▶ [DATA SHOWN]
>>>>>
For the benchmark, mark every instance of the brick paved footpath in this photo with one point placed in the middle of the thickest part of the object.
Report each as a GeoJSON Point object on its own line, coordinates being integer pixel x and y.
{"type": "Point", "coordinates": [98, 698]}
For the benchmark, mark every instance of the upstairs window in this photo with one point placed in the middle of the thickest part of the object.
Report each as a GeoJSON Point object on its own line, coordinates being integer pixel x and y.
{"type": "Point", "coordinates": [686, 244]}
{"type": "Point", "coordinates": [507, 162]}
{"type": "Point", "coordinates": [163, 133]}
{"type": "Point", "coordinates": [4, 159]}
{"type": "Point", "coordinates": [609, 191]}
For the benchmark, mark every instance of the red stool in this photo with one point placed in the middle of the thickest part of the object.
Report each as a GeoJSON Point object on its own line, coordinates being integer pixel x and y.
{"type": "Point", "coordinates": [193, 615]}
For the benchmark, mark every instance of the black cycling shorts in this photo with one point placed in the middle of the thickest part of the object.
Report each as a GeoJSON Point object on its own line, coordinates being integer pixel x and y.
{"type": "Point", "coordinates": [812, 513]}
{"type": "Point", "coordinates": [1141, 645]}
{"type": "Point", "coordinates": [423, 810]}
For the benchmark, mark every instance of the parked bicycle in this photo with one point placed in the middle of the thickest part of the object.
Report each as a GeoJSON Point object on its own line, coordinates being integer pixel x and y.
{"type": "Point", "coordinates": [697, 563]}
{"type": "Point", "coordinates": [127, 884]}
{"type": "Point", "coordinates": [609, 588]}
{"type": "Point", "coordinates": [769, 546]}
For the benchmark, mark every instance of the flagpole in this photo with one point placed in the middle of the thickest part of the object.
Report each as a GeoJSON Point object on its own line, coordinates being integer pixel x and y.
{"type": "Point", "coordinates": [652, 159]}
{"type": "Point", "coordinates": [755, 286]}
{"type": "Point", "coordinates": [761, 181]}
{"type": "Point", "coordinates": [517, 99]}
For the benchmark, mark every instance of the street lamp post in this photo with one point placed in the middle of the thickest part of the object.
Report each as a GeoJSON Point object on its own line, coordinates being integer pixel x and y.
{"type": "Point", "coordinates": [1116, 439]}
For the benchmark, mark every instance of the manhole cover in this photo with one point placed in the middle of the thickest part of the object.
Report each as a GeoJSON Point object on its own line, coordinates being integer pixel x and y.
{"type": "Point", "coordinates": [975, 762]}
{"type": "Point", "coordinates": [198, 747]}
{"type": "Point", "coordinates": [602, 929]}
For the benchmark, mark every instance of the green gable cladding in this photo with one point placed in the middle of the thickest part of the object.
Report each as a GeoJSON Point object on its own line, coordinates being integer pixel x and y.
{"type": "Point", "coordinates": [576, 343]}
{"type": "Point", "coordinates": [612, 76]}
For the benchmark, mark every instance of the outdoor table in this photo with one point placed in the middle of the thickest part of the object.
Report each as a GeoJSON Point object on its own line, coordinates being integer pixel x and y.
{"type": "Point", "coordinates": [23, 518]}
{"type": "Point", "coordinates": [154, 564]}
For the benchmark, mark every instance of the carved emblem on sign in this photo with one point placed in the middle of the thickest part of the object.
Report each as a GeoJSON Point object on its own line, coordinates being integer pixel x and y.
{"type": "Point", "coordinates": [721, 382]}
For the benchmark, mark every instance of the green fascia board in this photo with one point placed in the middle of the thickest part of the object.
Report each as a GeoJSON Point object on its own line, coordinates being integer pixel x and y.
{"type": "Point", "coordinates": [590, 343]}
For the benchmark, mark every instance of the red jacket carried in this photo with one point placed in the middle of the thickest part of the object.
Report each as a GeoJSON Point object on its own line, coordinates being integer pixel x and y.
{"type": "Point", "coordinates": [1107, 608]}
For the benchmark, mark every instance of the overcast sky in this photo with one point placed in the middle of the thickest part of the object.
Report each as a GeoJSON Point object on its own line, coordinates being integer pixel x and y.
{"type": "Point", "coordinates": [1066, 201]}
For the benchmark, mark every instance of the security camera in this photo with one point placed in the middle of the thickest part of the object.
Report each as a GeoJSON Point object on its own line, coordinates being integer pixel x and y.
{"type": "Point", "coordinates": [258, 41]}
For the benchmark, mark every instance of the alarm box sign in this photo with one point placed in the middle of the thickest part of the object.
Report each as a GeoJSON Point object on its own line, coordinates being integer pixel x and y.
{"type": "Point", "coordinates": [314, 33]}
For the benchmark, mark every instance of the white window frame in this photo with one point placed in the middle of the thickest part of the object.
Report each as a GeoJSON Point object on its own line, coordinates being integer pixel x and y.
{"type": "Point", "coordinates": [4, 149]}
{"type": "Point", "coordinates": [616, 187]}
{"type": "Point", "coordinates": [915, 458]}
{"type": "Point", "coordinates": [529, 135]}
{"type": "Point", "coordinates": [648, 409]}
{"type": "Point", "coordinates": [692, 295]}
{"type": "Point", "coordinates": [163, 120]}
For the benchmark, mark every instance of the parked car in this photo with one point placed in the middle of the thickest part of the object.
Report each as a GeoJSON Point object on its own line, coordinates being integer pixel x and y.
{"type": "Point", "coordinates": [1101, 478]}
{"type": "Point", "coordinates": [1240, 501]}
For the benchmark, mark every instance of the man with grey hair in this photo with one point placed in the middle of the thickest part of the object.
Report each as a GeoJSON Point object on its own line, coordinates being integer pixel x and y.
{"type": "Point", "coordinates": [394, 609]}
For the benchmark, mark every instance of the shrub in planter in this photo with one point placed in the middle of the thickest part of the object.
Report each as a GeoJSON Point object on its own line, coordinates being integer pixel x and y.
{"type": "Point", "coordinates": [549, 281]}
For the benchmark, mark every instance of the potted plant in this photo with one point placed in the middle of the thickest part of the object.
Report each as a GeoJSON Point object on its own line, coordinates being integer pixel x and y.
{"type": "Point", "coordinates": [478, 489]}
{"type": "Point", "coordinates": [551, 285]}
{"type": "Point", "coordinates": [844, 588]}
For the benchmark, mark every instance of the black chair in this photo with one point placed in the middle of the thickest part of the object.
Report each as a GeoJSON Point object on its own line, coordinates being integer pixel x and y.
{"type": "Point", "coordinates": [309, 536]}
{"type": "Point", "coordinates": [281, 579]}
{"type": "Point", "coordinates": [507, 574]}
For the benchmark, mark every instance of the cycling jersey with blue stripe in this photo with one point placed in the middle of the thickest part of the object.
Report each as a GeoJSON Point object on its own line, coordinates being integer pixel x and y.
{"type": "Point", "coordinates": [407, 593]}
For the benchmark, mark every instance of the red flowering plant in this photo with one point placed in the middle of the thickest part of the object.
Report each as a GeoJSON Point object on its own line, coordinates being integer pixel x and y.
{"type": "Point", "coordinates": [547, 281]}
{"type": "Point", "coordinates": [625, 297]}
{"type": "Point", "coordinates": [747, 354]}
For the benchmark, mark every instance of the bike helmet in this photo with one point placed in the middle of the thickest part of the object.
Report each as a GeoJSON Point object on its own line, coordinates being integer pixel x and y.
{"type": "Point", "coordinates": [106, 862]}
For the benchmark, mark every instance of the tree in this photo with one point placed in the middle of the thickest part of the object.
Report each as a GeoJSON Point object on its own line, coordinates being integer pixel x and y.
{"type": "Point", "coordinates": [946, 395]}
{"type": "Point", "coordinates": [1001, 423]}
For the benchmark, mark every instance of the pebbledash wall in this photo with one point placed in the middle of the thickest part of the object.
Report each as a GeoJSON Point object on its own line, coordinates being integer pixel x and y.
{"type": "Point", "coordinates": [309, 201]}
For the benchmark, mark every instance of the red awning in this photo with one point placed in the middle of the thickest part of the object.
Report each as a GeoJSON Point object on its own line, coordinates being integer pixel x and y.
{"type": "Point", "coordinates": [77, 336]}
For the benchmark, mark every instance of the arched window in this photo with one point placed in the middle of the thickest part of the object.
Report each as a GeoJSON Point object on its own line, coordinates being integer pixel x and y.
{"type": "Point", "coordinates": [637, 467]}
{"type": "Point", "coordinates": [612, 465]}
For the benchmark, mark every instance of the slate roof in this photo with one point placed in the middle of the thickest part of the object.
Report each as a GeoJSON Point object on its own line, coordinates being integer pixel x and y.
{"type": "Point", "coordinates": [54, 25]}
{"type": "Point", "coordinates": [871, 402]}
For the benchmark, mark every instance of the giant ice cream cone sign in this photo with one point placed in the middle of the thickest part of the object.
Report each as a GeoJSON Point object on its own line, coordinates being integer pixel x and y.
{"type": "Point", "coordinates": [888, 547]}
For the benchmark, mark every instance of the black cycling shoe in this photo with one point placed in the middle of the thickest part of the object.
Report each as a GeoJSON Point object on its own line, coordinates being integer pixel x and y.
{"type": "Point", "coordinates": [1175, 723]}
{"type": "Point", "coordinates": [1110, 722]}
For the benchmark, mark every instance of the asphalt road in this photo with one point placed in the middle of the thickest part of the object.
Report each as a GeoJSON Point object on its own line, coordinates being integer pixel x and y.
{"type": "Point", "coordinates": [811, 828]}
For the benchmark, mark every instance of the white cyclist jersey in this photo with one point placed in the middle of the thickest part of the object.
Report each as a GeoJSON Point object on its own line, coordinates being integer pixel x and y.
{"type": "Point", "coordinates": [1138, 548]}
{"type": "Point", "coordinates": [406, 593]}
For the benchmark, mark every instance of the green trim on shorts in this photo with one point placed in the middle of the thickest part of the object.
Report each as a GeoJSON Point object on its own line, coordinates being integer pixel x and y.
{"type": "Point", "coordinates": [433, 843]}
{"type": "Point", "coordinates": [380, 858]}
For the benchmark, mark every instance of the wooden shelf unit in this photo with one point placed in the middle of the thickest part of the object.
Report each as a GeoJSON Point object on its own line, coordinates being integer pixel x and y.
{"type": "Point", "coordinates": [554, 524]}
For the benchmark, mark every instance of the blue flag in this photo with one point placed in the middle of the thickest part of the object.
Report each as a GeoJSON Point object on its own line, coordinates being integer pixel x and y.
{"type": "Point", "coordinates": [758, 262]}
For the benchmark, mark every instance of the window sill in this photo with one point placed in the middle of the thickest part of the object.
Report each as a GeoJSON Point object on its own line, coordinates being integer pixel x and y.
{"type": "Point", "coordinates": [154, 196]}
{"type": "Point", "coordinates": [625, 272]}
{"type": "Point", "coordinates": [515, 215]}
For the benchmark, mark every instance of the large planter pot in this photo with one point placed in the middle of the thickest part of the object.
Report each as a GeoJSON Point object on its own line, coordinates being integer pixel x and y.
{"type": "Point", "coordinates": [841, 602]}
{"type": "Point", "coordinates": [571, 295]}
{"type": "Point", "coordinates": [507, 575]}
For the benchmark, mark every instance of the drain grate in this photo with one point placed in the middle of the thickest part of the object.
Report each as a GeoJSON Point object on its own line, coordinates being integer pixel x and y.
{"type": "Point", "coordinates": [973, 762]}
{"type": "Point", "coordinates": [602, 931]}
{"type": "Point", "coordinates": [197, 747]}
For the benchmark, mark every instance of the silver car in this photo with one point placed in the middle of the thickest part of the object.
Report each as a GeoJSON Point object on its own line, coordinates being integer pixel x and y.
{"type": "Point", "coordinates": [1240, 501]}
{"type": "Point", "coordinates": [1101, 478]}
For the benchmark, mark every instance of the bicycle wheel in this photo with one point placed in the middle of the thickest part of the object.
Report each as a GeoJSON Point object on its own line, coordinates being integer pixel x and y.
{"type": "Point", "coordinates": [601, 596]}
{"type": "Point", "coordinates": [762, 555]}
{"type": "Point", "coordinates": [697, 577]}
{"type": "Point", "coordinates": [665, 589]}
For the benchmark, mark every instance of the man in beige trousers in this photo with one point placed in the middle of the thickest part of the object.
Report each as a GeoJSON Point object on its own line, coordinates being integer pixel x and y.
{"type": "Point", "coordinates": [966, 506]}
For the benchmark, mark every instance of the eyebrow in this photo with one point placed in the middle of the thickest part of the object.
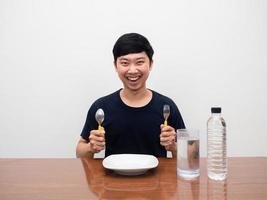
<<<<<
Reproduce the data above word for word, starting at the line that contains "For the benchmark, mark every instance of the man in" and ending with the final line of the data, both included. Leave the pictures out of your answer.

▶ [SOLUTION BELOW]
For the benchmark, mark every instance of the man in beige trousers in this photo with one point placed in the middle of the thickest part of the object.
Report each as a GeoJSON Point object on its own line, coordinates being integer pixel x and y.
{"type": "Point", "coordinates": [966, 506]}
For the benchmark, mark every instance of the eyebrow in this photo with one point placed in the middle of the thickest part of the object.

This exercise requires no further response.